— Start DATA EXCERPTS —

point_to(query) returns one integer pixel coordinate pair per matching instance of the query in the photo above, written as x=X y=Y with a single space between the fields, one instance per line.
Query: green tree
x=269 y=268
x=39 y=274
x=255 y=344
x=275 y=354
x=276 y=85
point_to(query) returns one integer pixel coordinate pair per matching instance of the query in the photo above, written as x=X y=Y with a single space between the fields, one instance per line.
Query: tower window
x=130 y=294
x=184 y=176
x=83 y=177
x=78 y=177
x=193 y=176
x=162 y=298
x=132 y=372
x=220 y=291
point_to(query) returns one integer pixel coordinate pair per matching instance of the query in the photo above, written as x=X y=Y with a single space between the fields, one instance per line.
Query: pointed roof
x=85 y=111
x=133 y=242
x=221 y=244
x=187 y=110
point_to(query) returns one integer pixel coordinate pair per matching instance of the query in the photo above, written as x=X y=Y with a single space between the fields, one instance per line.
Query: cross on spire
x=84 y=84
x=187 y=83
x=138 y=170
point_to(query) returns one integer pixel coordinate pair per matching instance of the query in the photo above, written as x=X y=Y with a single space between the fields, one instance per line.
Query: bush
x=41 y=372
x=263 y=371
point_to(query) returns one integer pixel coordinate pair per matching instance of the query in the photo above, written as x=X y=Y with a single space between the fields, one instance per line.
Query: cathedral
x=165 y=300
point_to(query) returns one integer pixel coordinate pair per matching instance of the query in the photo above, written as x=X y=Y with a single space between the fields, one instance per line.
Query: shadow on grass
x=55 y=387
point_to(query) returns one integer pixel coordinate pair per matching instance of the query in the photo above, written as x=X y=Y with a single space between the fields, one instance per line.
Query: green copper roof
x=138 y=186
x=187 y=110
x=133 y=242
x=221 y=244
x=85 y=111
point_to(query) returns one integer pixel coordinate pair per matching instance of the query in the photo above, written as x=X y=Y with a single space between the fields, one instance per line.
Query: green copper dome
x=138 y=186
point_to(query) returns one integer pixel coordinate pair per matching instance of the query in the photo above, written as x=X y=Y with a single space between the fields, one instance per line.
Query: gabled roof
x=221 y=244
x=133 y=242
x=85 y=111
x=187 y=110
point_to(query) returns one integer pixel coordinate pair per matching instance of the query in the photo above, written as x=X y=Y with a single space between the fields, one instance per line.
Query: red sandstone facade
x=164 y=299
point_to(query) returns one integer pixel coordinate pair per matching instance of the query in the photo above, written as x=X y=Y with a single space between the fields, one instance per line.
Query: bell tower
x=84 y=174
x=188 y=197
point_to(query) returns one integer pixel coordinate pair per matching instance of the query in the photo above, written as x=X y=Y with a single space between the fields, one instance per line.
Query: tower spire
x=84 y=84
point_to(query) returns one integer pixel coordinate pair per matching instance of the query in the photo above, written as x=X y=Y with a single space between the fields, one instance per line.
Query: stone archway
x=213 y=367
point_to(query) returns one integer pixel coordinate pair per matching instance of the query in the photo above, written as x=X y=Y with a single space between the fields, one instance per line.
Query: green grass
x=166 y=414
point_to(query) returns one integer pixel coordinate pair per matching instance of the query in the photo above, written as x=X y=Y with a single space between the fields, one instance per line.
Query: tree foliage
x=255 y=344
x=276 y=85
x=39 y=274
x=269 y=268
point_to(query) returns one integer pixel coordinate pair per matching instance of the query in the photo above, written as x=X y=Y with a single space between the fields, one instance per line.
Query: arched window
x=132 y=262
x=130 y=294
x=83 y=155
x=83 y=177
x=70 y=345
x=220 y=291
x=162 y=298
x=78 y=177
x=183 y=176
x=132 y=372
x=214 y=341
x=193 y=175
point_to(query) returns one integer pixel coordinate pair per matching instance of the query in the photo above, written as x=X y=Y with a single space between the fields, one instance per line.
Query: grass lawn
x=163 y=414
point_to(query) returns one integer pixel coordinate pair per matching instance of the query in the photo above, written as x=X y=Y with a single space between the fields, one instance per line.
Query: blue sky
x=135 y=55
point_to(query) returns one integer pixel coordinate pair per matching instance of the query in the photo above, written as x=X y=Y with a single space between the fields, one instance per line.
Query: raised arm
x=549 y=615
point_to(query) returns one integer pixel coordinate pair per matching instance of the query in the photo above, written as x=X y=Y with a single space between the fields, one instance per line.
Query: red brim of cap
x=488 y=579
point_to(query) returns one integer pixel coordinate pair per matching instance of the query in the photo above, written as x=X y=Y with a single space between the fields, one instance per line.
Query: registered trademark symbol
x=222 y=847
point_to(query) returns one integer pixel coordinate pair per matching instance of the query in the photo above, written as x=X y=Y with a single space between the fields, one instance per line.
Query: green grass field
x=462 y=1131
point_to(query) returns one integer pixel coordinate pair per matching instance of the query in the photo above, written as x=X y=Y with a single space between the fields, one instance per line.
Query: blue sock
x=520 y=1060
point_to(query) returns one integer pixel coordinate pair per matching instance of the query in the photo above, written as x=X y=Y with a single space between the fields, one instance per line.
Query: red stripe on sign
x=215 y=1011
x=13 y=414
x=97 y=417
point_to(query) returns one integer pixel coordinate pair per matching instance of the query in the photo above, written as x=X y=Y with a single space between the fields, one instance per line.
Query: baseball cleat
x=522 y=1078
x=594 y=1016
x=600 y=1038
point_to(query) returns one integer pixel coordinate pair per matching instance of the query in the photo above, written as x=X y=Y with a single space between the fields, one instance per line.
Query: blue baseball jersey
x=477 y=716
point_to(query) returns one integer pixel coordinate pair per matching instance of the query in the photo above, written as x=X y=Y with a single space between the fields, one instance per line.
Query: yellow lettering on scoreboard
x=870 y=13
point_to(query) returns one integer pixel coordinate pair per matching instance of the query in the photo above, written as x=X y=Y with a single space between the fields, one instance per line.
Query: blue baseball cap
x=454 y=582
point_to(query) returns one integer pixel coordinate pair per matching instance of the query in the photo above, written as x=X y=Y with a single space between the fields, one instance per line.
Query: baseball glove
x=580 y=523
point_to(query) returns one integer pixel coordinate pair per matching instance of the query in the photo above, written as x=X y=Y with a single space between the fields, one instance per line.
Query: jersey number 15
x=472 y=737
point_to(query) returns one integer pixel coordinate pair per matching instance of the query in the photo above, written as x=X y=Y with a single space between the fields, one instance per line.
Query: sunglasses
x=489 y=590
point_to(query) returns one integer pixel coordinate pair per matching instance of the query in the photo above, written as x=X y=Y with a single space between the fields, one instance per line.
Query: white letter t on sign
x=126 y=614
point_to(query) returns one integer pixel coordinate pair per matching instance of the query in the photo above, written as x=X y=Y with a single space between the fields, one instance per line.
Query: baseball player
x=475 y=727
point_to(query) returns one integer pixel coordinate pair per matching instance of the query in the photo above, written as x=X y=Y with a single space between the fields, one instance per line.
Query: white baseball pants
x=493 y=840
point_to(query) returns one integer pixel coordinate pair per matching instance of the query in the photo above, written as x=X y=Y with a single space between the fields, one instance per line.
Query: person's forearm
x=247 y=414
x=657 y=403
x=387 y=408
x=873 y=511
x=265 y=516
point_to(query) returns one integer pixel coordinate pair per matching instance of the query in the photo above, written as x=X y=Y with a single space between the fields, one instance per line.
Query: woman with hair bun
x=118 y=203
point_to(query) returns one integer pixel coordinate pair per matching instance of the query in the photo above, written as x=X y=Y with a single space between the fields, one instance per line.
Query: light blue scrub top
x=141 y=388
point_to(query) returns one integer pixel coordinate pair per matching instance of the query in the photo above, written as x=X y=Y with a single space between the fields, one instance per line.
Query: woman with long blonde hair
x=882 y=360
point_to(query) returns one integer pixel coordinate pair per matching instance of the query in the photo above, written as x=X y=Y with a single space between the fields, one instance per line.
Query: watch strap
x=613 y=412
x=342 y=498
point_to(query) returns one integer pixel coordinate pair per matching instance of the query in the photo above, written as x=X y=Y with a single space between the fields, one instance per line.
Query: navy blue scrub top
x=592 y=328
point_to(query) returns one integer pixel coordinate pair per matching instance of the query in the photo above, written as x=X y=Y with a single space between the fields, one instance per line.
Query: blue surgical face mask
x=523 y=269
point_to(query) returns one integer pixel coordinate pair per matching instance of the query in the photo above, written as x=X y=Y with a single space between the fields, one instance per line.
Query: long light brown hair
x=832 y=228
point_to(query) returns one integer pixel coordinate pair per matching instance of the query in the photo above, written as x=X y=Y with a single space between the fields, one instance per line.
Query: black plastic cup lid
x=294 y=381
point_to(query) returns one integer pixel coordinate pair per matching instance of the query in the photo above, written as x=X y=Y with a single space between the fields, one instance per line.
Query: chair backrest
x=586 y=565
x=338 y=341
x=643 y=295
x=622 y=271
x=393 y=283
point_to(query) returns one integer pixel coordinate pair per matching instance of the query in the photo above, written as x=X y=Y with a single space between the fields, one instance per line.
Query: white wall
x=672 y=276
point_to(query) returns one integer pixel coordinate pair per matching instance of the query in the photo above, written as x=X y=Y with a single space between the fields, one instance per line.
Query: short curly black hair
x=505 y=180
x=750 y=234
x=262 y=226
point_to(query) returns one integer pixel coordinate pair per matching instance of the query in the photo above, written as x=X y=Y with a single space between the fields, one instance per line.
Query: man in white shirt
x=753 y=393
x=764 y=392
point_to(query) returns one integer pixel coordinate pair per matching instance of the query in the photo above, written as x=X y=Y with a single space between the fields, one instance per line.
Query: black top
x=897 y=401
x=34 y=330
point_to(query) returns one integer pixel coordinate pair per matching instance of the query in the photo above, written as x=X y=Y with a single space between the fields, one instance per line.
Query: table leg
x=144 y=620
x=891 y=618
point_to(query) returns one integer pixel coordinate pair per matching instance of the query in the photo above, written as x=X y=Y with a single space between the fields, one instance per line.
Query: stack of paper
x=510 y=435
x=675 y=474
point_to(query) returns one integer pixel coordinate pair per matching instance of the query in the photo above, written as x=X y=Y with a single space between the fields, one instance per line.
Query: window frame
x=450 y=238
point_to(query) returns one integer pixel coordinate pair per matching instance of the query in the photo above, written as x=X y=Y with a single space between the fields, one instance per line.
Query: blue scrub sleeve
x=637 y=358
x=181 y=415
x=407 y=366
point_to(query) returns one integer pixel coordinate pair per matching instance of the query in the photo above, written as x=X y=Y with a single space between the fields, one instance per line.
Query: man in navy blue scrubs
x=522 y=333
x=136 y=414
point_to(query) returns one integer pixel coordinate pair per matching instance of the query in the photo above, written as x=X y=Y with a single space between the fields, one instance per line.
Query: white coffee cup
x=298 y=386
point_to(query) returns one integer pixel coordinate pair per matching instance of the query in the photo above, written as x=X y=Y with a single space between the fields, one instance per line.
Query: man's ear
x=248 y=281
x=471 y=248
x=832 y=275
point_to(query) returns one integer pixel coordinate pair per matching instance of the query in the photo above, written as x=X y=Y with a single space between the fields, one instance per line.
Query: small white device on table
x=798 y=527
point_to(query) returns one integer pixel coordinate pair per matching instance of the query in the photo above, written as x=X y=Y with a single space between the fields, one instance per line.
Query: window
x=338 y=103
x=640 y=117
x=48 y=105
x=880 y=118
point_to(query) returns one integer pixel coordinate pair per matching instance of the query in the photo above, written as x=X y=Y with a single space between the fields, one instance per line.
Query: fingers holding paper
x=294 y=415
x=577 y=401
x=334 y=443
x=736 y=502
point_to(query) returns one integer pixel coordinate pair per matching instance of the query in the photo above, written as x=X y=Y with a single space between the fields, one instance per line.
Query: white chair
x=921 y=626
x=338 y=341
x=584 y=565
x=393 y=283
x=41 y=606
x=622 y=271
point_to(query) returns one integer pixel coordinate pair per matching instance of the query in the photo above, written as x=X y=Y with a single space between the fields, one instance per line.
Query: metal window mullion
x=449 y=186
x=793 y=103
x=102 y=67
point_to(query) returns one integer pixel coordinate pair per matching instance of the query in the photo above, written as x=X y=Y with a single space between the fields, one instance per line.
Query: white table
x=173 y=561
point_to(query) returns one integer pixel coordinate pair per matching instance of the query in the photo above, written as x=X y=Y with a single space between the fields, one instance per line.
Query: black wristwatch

— End DATA EXCERPTS —

### WORK INSTRUCTIONS
Count the lines in the data above that contain the string "baseball", treating case as significant. Give only the number.

### FINAL ANSWER
6